Exercise requirements — Report each line of the entries that includes "paint" by copying it.

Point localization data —
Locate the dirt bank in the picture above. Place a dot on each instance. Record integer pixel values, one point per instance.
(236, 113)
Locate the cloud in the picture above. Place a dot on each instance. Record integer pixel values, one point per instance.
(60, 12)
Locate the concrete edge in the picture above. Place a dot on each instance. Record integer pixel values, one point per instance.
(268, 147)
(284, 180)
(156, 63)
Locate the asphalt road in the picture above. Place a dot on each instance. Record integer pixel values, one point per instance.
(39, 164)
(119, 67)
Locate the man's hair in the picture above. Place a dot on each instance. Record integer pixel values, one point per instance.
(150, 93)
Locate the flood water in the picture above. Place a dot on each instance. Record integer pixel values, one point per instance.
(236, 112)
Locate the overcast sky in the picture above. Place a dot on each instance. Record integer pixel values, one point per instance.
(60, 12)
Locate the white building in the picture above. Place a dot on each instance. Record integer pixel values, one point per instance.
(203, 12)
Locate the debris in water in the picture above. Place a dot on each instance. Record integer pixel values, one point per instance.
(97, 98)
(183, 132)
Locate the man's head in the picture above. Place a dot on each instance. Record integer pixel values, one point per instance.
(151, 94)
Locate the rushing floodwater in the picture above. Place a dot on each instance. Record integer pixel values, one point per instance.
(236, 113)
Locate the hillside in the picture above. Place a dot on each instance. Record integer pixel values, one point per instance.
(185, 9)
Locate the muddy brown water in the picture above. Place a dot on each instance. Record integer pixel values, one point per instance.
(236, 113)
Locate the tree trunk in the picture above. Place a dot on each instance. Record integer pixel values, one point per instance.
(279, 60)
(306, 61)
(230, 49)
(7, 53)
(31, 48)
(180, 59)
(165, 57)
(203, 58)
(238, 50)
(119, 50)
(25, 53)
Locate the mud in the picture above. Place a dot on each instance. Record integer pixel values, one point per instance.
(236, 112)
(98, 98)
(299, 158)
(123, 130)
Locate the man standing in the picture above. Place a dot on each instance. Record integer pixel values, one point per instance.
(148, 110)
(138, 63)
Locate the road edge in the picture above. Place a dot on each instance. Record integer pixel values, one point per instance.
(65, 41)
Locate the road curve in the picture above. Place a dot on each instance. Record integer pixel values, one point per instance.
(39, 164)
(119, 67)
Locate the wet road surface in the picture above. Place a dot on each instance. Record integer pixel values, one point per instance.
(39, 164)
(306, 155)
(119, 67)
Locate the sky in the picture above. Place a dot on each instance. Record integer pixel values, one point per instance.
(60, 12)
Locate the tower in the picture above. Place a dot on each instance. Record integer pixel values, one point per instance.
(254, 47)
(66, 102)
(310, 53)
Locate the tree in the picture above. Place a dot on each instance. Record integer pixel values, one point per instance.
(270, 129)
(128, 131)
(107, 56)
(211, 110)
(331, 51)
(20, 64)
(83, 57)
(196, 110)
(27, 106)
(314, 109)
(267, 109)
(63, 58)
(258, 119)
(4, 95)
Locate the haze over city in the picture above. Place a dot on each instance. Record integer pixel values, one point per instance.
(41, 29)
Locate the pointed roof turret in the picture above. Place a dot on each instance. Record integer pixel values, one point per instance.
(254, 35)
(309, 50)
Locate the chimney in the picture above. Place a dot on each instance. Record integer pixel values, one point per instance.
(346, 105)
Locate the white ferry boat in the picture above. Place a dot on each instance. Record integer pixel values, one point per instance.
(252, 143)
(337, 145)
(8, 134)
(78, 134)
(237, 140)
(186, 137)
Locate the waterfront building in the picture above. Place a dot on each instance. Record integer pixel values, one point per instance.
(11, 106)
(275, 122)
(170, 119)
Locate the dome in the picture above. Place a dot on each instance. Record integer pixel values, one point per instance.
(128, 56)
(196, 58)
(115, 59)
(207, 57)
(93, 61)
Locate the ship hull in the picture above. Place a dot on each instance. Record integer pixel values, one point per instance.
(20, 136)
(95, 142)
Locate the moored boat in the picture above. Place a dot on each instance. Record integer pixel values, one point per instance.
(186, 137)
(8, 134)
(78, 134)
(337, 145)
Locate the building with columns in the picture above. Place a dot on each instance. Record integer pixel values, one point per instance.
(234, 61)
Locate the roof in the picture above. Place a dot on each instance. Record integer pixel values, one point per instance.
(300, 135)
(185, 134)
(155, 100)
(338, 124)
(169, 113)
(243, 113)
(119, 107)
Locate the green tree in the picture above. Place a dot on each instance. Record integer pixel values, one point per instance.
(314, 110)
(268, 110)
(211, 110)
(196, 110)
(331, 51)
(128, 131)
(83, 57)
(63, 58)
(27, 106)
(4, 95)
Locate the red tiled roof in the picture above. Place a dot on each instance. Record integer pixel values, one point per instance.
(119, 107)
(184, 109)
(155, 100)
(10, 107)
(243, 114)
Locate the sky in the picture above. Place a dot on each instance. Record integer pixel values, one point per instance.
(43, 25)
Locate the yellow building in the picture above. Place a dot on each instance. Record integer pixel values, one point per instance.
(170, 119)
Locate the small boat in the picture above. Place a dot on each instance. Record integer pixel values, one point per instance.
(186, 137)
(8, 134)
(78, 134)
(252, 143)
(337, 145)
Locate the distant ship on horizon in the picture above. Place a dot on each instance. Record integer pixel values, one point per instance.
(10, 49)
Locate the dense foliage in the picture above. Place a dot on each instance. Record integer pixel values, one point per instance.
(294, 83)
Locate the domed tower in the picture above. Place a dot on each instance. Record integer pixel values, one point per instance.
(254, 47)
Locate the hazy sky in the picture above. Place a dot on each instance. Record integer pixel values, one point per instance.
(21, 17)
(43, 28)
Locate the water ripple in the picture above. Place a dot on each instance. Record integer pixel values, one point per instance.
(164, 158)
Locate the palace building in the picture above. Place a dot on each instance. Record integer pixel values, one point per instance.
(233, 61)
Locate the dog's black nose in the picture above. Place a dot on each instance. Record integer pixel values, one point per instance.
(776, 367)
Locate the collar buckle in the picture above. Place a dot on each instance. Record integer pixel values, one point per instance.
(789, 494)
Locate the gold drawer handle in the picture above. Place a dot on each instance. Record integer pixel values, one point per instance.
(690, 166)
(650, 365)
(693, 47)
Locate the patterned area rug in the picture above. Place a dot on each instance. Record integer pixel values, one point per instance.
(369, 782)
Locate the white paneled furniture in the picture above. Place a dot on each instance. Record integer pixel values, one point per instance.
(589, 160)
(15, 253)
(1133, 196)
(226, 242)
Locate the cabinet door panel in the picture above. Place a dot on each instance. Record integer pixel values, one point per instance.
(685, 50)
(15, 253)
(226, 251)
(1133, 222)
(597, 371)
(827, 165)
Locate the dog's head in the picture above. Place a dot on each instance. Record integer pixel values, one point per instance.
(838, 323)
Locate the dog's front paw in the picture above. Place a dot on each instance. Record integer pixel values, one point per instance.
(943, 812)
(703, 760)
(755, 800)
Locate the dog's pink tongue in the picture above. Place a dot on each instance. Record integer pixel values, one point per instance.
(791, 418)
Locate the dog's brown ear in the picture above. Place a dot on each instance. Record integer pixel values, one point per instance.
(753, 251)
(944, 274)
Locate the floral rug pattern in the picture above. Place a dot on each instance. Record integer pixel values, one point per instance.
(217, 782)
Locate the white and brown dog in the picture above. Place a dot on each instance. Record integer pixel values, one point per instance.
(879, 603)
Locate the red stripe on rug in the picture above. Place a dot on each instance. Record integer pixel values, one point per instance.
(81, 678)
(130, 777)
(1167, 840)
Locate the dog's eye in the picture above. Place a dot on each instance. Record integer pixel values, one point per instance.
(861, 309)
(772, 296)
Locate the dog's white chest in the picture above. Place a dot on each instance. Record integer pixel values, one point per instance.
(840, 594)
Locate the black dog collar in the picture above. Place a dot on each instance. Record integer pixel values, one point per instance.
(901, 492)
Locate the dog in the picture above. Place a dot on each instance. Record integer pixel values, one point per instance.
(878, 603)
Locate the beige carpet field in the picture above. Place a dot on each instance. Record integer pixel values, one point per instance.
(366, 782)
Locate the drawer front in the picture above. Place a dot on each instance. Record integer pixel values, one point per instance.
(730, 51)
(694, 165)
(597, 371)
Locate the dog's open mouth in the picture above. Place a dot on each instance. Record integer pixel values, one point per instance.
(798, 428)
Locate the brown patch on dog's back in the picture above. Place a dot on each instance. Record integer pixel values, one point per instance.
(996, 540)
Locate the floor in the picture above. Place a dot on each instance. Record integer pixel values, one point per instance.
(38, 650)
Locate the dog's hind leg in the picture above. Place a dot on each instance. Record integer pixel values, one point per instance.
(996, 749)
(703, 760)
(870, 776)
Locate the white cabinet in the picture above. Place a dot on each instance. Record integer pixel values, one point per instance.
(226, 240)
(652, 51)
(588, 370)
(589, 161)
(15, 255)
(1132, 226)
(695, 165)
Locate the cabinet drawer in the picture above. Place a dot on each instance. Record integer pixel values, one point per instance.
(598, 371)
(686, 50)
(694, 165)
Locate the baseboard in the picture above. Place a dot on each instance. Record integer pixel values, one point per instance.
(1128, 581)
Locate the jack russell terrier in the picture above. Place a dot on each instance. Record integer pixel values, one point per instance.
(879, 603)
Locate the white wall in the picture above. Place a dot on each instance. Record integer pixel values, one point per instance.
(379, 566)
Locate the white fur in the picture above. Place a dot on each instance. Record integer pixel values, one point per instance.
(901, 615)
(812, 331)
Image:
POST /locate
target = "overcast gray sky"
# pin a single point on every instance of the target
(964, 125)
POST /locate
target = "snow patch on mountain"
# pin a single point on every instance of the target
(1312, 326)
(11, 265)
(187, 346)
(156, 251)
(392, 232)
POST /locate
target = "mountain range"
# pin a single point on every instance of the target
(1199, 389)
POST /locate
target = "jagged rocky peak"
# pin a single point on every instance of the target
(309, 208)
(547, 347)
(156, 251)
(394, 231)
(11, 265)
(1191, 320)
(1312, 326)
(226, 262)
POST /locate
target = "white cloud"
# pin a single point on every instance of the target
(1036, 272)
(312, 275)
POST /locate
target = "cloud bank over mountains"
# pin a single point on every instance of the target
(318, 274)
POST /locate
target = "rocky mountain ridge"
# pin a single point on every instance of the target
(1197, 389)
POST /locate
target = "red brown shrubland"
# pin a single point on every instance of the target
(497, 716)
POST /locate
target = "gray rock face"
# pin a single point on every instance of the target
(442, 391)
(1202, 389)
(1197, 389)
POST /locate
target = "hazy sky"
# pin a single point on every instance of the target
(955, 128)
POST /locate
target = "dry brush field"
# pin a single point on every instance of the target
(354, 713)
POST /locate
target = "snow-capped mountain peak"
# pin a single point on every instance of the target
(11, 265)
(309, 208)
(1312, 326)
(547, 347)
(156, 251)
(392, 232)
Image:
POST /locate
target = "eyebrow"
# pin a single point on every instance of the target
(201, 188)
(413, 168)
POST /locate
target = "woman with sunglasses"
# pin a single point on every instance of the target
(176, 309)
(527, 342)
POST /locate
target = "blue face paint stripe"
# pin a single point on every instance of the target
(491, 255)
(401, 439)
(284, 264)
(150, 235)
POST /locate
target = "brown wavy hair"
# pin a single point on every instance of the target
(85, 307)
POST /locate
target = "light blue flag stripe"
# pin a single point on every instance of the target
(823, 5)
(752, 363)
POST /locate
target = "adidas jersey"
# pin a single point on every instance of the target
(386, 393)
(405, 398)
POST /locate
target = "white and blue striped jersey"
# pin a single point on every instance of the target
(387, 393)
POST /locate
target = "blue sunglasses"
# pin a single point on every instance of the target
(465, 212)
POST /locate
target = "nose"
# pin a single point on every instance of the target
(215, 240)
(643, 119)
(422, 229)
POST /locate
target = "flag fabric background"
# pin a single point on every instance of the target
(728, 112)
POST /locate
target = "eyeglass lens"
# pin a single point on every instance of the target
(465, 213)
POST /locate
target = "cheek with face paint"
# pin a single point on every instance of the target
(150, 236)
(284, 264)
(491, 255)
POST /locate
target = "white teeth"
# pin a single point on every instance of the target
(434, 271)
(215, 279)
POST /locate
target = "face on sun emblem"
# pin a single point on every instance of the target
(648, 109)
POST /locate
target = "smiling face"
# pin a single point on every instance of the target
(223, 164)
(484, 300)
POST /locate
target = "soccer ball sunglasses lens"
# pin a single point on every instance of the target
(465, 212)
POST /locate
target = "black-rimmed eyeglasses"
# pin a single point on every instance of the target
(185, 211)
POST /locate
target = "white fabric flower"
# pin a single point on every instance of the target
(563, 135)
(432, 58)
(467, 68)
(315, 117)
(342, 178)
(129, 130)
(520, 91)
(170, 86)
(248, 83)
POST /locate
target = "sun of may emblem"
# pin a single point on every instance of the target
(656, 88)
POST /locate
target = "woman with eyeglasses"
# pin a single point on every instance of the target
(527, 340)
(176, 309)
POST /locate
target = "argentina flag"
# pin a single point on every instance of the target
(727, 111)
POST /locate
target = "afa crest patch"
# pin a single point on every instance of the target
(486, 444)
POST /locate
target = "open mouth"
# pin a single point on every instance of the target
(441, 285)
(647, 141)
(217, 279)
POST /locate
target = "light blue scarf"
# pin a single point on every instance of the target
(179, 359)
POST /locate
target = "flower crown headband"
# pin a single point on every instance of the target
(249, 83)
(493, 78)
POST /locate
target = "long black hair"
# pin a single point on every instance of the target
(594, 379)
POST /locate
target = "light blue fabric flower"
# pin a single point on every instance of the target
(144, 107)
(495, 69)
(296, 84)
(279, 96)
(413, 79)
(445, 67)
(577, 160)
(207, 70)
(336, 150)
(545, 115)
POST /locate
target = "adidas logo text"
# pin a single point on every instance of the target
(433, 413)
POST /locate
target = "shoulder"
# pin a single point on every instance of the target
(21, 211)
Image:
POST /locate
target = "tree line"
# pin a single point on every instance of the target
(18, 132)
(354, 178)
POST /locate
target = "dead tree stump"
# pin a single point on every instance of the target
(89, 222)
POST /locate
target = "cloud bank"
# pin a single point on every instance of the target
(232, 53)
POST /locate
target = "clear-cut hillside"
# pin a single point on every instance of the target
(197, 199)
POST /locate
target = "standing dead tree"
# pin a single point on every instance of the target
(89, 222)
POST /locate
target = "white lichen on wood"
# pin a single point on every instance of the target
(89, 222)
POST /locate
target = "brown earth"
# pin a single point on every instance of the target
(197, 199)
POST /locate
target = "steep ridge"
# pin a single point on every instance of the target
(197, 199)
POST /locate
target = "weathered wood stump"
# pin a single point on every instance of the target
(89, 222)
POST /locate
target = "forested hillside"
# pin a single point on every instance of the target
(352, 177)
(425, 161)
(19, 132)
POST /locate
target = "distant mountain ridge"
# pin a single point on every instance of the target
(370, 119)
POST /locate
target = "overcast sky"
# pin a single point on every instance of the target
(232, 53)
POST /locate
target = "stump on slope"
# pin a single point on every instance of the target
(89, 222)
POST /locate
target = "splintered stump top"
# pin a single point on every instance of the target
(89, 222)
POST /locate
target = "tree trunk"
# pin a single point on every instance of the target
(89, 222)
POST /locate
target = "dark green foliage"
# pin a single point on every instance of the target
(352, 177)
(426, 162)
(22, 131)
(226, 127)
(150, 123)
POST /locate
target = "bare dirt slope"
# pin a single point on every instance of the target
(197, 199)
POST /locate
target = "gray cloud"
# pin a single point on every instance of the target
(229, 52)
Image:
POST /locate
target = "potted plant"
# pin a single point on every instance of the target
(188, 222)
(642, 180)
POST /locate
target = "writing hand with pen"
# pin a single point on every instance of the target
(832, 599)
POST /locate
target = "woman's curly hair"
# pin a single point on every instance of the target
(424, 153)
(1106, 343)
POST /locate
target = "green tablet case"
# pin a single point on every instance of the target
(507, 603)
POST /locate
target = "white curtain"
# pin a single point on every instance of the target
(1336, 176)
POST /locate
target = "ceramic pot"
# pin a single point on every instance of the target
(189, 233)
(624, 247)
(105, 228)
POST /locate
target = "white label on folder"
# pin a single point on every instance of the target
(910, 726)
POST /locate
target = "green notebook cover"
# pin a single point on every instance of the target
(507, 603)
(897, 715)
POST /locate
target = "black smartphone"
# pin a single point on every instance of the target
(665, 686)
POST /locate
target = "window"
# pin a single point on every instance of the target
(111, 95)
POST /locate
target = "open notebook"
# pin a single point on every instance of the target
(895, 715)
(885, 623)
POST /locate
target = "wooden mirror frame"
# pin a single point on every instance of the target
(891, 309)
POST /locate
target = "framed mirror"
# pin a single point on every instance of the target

Answer —
target = "blue face paint stripe"
target = "cheek with face paint"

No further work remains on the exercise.